Pelaku Usaha Jawa Timur Khawatir Pembatasan Kegiatan Bakal Kembali Pukul Perekonomian
Rencana pembatasan kegiatan masyarakat di Jawa Timur diprediksi akan memukul perekonomian. Untuk itu, pemerintah daerah di Jawa Timur yang akan menempuh pembatasan kegiatan agar memperhatikan sektor ekonomi.
Oleh
AMBROSIUS HARTO
·3 menit baca
SURABAYA, KOMPAS — Rencana pembatasan kegiatan masyarakat di Jawa Timur diprediksi bakal kembali memukul perekonomian. Pelaku usaha berharap pemerintah mempertimbangkan kondisi perekonomian saat ini saat menerapkan kebijakan itu.

- TUGAS YANG DIKERJAKAN -
• A. Kutip bagian teks sumber dari "Pelaku Usaha Jawa" sampai "menerapkan kebijakan itu.", termasuk kedua batas tersebut, persis seperti dalam aslinya.
• B. Sebutkan semua kata dalam teks sumber yang seluruh hurufnya ditulis dengan huruf kapital.

- BUTIR YANG TERSEDIA -
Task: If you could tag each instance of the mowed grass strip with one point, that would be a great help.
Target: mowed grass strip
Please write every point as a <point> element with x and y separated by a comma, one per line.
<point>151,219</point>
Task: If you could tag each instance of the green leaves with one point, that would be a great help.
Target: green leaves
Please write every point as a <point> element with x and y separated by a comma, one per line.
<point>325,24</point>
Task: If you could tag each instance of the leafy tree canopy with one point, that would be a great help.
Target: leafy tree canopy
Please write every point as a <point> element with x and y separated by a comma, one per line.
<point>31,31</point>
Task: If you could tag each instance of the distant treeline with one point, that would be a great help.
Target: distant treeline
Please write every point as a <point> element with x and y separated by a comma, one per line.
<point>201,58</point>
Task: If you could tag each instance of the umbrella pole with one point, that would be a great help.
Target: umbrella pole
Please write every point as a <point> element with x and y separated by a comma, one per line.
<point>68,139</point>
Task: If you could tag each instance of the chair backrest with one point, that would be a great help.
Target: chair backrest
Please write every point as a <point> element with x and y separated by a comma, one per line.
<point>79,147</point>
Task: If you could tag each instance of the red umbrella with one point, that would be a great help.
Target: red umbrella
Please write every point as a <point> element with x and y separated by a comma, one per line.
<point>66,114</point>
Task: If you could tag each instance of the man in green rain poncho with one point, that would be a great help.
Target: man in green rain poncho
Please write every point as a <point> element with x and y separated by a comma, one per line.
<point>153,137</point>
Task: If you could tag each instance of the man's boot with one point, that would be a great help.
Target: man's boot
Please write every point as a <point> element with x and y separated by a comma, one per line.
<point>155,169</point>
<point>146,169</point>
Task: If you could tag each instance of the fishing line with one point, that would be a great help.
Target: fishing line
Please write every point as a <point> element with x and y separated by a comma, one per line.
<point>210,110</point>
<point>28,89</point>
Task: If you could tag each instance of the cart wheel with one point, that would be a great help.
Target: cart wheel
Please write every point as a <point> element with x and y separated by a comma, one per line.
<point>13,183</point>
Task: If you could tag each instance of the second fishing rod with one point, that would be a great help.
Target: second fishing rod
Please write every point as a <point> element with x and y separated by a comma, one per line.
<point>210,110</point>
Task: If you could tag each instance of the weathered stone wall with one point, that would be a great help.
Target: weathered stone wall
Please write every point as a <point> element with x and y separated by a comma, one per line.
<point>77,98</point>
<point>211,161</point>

- KUNCI JAWABAN -
• A.
Pelaku Usaha Jawa Timur Khawatir Pembatasan Kegiatan Bakal Kembali Pukul Perekonomian
Rencana pembatasan kegiatan masyarakat di Jawa Timur diprediksi akan memukul perekonomian. Untuk itu, pemerintah daerah di Jawa Timur yang akan menempuh pembatasan kegiatan agar memperhatikan sektor ekonomi.
Oleh
AMBROSIUS HARTO
·3 menit baca
SURABAYA, KOMPAS — Rencana pembatasan kegiatan masyarakat di Jawa Timur diprediksi bakal kembali memukul perekonomian. Pelaku usaha berharap pemerintah mempertimbangkan kondisi perekonomian saat ini saat menerapkan kebijakan itu.

• B. AMBROSIUS, HARTO, SURABAYA, KOMPAS